— START Exercise material —

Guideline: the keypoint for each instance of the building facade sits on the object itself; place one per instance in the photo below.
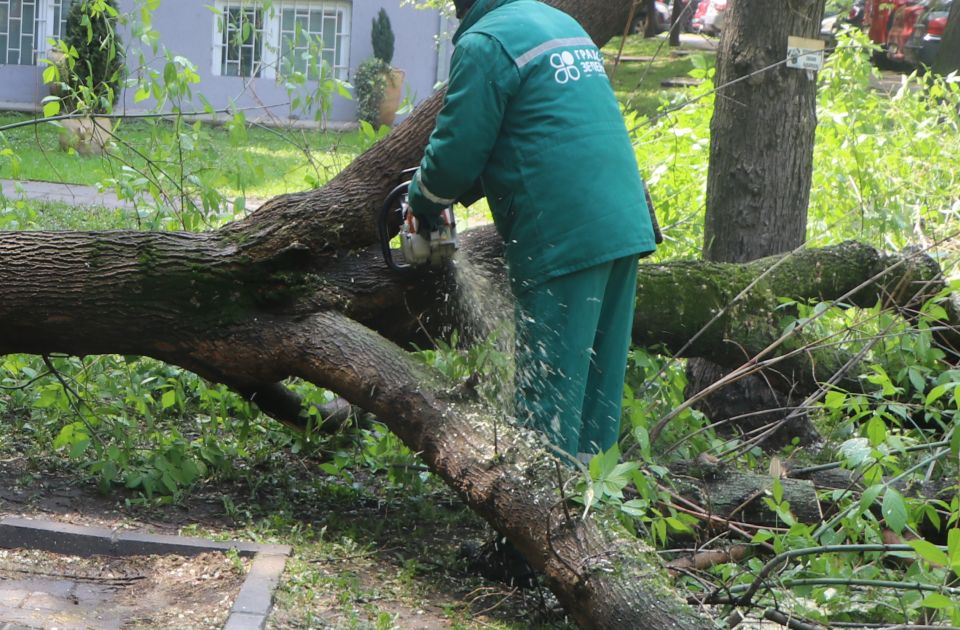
(242, 49)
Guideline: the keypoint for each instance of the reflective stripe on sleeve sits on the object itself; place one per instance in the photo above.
(533, 53)
(429, 195)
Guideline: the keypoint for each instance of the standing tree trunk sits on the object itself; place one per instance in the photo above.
(650, 28)
(948, 56)
(761, 162)
(678, 17)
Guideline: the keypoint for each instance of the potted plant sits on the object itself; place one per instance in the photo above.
(378, 84)
(90, 68)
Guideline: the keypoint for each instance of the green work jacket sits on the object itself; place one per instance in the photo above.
(531, 114)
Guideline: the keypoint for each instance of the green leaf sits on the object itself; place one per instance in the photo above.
(634, 507)
(929, 552)
(953, 548)
(834, 399)
(51, 108)
(937, 600)
(169, 73)
(935, 394)
(855, 451)
(894, 510)
(876, 430)
(869, 497)
(50, 74)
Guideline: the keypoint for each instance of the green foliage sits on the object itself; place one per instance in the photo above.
(382, 38)
(94, 54)
(370, 82)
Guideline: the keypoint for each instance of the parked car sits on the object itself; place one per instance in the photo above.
(921, 48)
(878, 17)
(833, 24)
(709, 16)
(661, 18)
(902, 25)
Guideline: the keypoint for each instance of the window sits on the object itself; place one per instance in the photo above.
(253, 40)
(318, 22)
(241, 43)
(25, 27)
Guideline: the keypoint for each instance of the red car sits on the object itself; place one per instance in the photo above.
(902, 25)
(889, 23)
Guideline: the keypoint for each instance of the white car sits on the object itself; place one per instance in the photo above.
(709, 17)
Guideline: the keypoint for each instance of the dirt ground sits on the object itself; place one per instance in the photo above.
(383, 560)
(159, 592)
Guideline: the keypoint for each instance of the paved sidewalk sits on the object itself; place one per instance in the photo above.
(76, 194)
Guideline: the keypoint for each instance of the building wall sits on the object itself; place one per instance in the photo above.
(189, 28)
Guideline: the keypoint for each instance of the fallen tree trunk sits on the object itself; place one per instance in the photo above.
(275, 296)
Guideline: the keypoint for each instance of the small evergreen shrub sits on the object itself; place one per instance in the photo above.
(370, 82)
(381, 35)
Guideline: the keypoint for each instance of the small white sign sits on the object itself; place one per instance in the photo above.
(805, 54)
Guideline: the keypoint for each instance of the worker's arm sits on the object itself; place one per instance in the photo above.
(482, 78)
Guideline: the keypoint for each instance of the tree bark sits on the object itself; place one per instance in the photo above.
(948, 55)
(761, 163)
(678, 18)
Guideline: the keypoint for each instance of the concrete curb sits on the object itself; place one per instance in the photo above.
(252, 605)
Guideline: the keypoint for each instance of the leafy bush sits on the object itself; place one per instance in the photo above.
(95, 55)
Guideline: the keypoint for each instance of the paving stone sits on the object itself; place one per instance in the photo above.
(256, 596)
(52, 587)
(245, 621)
(11, 596)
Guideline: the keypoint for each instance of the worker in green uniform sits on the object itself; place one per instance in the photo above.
(530, 114)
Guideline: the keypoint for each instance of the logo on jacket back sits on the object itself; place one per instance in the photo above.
(570, 66)
(566, 67)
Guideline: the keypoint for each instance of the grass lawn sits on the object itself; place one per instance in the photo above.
(637, 83)
(262, 162)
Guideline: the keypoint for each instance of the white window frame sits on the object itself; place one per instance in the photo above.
(272, 42)
(218, 46)
(45, 29)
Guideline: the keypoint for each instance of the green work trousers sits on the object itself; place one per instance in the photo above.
(573, 334)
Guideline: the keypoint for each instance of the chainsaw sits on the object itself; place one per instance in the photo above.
(417, 248)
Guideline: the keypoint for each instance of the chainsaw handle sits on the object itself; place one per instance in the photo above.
(391, 204)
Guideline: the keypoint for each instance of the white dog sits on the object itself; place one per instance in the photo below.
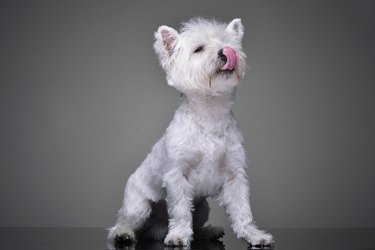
(202, 151)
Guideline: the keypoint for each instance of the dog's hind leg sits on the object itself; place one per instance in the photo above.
(200, 217)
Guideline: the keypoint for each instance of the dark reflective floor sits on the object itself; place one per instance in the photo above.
(95, 238)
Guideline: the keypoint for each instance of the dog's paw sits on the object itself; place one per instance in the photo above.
(209, 233)
(172, 240)
(261, 240)
(120, 235)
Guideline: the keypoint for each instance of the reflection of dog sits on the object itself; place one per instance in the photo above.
(201, 153)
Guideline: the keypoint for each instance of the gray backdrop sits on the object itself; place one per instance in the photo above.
(83, 99)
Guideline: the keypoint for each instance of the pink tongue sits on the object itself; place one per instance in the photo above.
(231, 59)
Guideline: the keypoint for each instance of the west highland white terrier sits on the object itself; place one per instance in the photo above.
(202, 151)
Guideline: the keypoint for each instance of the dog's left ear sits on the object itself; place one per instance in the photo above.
(165, 42)
(235, 28)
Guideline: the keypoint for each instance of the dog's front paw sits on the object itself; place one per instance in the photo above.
(119, 235)
(175, 240)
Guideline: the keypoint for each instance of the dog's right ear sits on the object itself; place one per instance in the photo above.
(165, 43)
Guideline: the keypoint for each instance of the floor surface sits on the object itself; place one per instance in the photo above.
(95, 238)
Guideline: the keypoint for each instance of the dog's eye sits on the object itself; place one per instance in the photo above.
(199, 49)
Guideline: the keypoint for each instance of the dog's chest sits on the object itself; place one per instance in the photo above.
(207, 169)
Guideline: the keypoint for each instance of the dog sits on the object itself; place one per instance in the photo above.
(202, 151)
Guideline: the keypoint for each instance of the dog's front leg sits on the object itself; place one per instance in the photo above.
(180, 201)
(235, 198)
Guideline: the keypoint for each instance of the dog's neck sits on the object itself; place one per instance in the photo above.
(208, 107)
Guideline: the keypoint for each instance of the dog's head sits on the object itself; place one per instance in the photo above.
(206, 57)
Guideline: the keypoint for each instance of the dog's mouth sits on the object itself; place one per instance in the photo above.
(225, 72)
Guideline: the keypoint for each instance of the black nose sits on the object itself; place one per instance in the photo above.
(222, 56)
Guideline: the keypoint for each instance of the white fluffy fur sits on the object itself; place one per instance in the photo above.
(202, 151)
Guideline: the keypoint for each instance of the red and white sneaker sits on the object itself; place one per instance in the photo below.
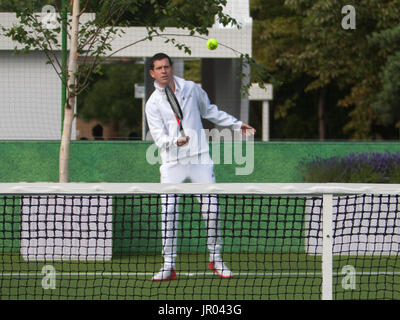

— END Exercise material —

## Problem description
Can you reproduce all of the data above verbatim, omitting the pictures?

## Response
Guideline: the keypoint for each instance of the building facade sits on the object itself; place one per instance in the photo below.
(242, 49)
Guideline: the keypoint for each instance of the reflective stripe on sleeve sits on the object itself; place one per instance in the photo above.
(533, 53)
(429, 195)
Guideline: the keypoint for each instance of the standing tree trunk sits on the object itself; place one per instance in the photo above.
(650, 28)
(948, 56)
(761, 162)
(678, 17)
Guideline: the keypoint for each instance of the potted plant sits on the object itself; place one per instance in the photo above.
(378, 84)
(90, 68)
Guideline: the keypoint for each instance of the green work jacket sits on the object itself; place one per instance in the photo above.
(531, 114)
Guideline: the keypoint for each instance of the green leaf sits on the object itself; place one per instance in the photo above.
(634, 507)
(929, 552)
(953, 548)
(834, 399)
(51, 108)
(937, 600)
(169, 73)
(935, 394)
(855, 451)
(894, 510)
(876, 430)
(869, 497)
(50, 74)
Guideline: the keypoint for each instance of the green foliage sits on the object itself; place one per instance in the photo above.
(382, 38)
(94, 54)
(370, 82)
Guideline: the keypoint for each instance of the parked car sits on the object itself; place one per instance in the photo above.
(921, 48)
(878, 17)
(833, 24)
(709, 16)
(661, 18)
(902, 25)
Guideline: the keypoint for each instance of the window sits on the object itself; place one per instance in the photo above.
(253, 40)
(318, 22)
(241, 43)
(25, 27)
Guideline: the keypoint for each instance of the red car sits on the object itself; place one per instance in the photo above.
(902, 25)
(889, 23)
Guideline: the keypoint for each instance of the white car sits on the object itself; place one per instance in the photo above.
(709, 17)
Guideline: the keypoint for each instance of the dirt ground sits on the object itself; place one per instance in the photo above.
(383, 560)
(159, 592)
Guideline: the keypoint for each instance of the paved sidewalk sits on the object itself; place one per instance in the photo above.
(76, 194)
Guideline: the keypoint for each instance of the building wall sits on the object itself; place one per instance in the photo above.
(189, 28)
Guideline: the keypoint for each instance of the fallen tree trunk sits on the object itself; place one per instance in the photo above.
(275, 296)
Guideline: the keypoint for each instance of the small evergreen shrub sits on the object itself; place one per instance in the photo above.
(370, 82)
(381, 35)
Guideline: the keypoint for each instance of the small white sign sits on the object itself; place one per instance in the photo above.
(805, 54)
Guideline: the keypoint for each instance of the worker's arm sits on the object itself; place one per instance in the photo above.
(482, 78)
Guideline: the keypoint for each instance of the tree bark sits on the object itself; place one per instance in the photo above.
(948, 55)
(761, 163)
(678, 18)
Guideline: the keypoint for each instance of the concrete curb sits on the object itself; place one per instance in the photo above.
(252, 605)
Guideline: the keypoint for each instance of the leafy bush sits on the object itself; place one per instance in the photo above.
(95, 55)
Guideline: the keypoint for each instance of the paving stone sits on the object itself; place one per instance in the photo above.
(256, 596)
(52, 587)
(245, 621)
(11, 596)
Guideline: the keypoint for each instance of the worker in green uniform sits on the object itself; place one per instance in the photo above.
(530, 114)
Guideline: the keypoint for each instance of the logo on jacket back sits on the object itself; place one per instance in the photo above.
(570, 66)
(566, 67)
Guideline: the keypoint for each instance of the grass lawn sits on the object itself; place one per instance in the photo above.
(637, 83)
(262, 162)
Guideline: the keypoint for each instance of the white window frame sits on the object itself; place one per instance in the photo above.
(272, 42)
(218, 46)
(45, 29)
Guideline: the keypoint for each instance of the green work trousers sits on the object itself; place one per instance in the photo above.
(573, 334)
Guideline: the keypoint for each instance of the chainsaw sits on the object itself; place one per instance in the photo above.
(417, 248)
Guideline: the keypoint for each instance of the chainsaw handle sits on the object itself; place one per instance in the photo above.
(391, 204)
Guideline: the keypoint for each instance of the white dog sits on the object itself; place one per instance in the photo below.
(202, 151)
Guideline: the keypoint for each instance of the dog's hind leg sits on the object itself; place one per instance in the photo above.
(200, 217)
Guideline: the keypoint for each instance of the dark reflective floor sits on the object itself; place one per instance in the photo above.
(95, 238)
Guideline: the keypoint for each instance of the dog's paw sits on the object itself; place one per instance in the photo above.
(209, 233)
(172, 240)
(261, 240)
(120, 235)
Guideline: the keypoint for each instance of the reflection of dog sits on the object itself; place one per instance in the photo above.
(201, 153)
Guideline: the keypoint for each instance of the gray backdrop sits on the object itself; place one per instance in the photo above.
(83, 99)
Guideline: the keypoint for each instance of the pink tongue sits on the object itself; place one per instance in the photo above.
(231, 59)
Guideline: the keypoint for each instance of the west highland white terrier sits on the object itself; place one per instance in the photo above.
(202, 151)
Guideline: the keypoint for each instance of the dog's left ear sits on the object itself; place one per instance in the photo above.
(165, 42)
(235, 28)
Guideline: the keypoint for each instance of the dog's front paw sits on the object itself; place one per instance in the photo above.
(119, 235)
(175, 240)
Guideline: the keypoint for each instance of the dog's right ear sits on the object itself; place one per instance in the photo above.
(165, 43)
Guideline: the keypoint for each instance of the floor surface sits on the object itself; place one per instance in the photo above.
(95, 238)
Guideline: the keypoint for each instance of the dog's eye sits on the object itself; place one per instance in the photo above.
(199, 49)
Guideline: the keypoint for each instance of the dog's chest sits on the object itself; place one per instance in the photo above.
(207, 169)
Guideline: the keypoint for each instance of the dog sits on the object itself; place one per instance in the photo above.
(202, 151)
Guideline: the keypoint for each instance of the dog's front leg sits on the object itself; place one per instance in the photo above.
(180, 201)
(235, 198)
Guideline: the keypoint for each instance of the dog's neck sits on the object itself; place one per instance in the photo above.
(208, 107)
Guideline: the keypoint for each instance of the dog's head sits on the object itself; place one per instance in the photo above.
(206, 57)
Guideline: the keypoint for each instance of the dog's mouth sits on the object itself; place one per instance in the photo above.
(225, 72)
Guideline: the keypoint for each instance of the black nose sits on the object itself; place one per instance in the photo above.
(222, 56)
Guideline: the keypoint for each instance of the white fluffy fur sits on the object itself; place one per instance in the photo above.
(202, 151)
Guideline: the keypoint for each instance of the red and white sneaker sits on the object itself; place one per instance in the photo below.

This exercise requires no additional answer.